Y una vez, cuando trabajaba en la compañía de
agroquímicos ICI-Zeltia (la que hoy se llama Syngenta), organizamos en Benicasim (Castellón) una gran fiesta
para distribuidores. Hubo casetas de Feria donde volví a practicar el Tiro
deportivo, nos guisaron una vaca entera (pinchada en un palo sobre una hoguera)
y una paella gigante que removían con remos para dar de comer a los más de 180
invitados a dicho evento, hubo una actuación musical de coristas (para alegría
y regocijo de los distribuidores de agroquímicos) y hubo... un espectáculo
sangriento: Tiro a la Codorniz.
Yo hubiera preferido una competición de Tiro al Plato,
pero a los valencianos de la red comercial, conocedores de los gustos de sus
clientes, lo que más les atraía era el Tiro a la Codorniz. Yo no quise
participar en esa carnicería. Vi, desde lejos, cómo algunas codornices caían
muertas incluso sin que les hubiesen alcanzado los perdigones, sólo con oír el
disparo cuando las soltaban de su jaula y emprendían el vuelo, caían fulminadas
de un infarto al escuchar la detonación del disparo. Otras, las menos
afortunadas, quedaban malheridas, revoloteando por el suelo, hasta que llegaba
el encargado de recogerlas y les tronchaba el pescuezo haciendo sonar un ruido
macabro y desagradable.

» Reto 1
Filtra las entradas de abajo y copia cada línea que contenga la cadena "sign".

[Registros]
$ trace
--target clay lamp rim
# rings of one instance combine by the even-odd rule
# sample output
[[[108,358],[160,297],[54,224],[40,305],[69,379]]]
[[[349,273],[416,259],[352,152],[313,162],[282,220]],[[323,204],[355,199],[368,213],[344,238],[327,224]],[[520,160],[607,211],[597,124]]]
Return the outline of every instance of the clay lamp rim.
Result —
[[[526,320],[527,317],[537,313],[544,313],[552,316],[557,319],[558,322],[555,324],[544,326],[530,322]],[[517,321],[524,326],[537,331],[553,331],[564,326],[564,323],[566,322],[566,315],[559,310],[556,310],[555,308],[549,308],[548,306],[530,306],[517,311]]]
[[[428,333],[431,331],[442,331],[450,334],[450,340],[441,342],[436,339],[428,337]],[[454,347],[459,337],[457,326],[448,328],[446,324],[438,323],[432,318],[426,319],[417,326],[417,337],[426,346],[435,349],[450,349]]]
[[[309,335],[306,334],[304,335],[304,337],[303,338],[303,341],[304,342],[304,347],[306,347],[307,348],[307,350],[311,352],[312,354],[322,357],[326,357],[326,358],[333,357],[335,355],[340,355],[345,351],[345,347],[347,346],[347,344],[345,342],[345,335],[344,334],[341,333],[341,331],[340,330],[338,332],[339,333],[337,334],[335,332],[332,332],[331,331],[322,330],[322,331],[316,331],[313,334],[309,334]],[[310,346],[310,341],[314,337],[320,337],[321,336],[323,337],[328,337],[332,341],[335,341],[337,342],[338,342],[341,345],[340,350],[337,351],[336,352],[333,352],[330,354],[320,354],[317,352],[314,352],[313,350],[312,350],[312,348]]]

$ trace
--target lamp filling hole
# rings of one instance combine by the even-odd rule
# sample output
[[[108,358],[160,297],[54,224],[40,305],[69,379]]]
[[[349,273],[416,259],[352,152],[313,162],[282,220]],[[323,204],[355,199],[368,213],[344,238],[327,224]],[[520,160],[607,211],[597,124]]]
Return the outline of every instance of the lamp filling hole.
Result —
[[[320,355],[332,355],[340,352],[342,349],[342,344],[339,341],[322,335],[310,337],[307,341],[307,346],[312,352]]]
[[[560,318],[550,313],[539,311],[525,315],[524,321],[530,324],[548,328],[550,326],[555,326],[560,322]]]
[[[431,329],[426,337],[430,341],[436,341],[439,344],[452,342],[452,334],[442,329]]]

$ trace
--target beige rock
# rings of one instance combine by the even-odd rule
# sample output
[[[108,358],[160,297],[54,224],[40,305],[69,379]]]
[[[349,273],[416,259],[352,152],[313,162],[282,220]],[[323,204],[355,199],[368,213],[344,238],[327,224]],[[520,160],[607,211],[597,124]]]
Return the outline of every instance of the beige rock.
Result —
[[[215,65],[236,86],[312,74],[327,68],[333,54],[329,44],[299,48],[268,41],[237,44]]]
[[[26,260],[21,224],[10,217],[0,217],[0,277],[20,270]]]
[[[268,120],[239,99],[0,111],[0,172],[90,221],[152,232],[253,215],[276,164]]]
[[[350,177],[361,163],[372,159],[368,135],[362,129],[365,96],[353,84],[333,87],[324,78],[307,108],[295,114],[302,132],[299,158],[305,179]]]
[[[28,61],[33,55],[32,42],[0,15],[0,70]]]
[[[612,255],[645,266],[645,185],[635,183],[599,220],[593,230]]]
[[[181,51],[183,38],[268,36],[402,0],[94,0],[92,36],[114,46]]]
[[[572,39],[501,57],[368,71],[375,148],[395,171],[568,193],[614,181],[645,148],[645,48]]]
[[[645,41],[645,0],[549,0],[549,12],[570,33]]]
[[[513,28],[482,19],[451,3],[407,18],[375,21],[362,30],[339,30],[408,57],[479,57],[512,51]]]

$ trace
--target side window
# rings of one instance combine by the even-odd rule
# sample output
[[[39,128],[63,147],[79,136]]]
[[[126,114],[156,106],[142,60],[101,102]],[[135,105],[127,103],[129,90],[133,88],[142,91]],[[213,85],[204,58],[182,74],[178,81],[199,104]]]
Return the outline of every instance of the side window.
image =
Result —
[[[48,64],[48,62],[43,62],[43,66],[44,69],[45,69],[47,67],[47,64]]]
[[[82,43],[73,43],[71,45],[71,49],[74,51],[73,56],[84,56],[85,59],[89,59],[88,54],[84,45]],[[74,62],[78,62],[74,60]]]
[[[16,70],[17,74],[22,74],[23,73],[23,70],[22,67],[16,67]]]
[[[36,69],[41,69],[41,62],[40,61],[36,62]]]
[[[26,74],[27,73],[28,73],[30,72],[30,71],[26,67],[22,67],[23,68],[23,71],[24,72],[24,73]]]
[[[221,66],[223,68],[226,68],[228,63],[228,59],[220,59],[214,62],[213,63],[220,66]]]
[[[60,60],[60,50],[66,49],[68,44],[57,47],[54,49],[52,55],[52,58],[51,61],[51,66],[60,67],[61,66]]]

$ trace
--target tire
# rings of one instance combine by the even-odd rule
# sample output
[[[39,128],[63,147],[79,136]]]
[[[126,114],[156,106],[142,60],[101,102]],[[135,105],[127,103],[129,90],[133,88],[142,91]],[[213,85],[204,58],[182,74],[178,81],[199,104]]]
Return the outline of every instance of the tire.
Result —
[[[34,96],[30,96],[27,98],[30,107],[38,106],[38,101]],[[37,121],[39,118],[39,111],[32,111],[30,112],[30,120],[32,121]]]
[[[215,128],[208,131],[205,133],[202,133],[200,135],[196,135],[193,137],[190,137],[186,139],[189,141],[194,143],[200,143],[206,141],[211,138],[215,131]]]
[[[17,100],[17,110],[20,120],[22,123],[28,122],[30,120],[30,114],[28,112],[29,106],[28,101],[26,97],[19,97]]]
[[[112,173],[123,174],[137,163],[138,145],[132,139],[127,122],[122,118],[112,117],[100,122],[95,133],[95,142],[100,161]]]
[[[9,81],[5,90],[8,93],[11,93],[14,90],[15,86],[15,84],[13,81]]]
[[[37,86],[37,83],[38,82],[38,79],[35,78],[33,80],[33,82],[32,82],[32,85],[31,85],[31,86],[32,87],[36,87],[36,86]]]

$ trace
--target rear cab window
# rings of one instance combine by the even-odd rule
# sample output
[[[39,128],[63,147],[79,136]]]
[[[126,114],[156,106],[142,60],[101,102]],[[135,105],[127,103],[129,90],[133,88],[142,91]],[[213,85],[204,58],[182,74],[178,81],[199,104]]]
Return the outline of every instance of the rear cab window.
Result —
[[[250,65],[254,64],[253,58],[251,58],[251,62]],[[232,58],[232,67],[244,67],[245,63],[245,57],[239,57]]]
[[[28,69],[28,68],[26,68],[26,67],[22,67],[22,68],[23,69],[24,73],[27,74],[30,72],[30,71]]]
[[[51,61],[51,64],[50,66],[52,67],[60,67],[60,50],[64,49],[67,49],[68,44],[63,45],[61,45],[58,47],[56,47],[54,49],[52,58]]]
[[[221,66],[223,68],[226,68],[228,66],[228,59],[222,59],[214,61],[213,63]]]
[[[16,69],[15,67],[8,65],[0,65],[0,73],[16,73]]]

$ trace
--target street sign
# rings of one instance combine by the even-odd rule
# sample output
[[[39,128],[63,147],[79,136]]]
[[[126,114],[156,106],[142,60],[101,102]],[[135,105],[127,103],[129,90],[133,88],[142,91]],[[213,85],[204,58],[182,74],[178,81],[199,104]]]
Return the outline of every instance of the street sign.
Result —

» Reto 2
En el relato sobre la fiesta de Benicasim, ¿con qué removían la paella gigante?

» Resultado del ejercicio 1
--target street sign
Return the outline of every instance of the street sign.

» Resultado del ejercicio 2
La removían con remos.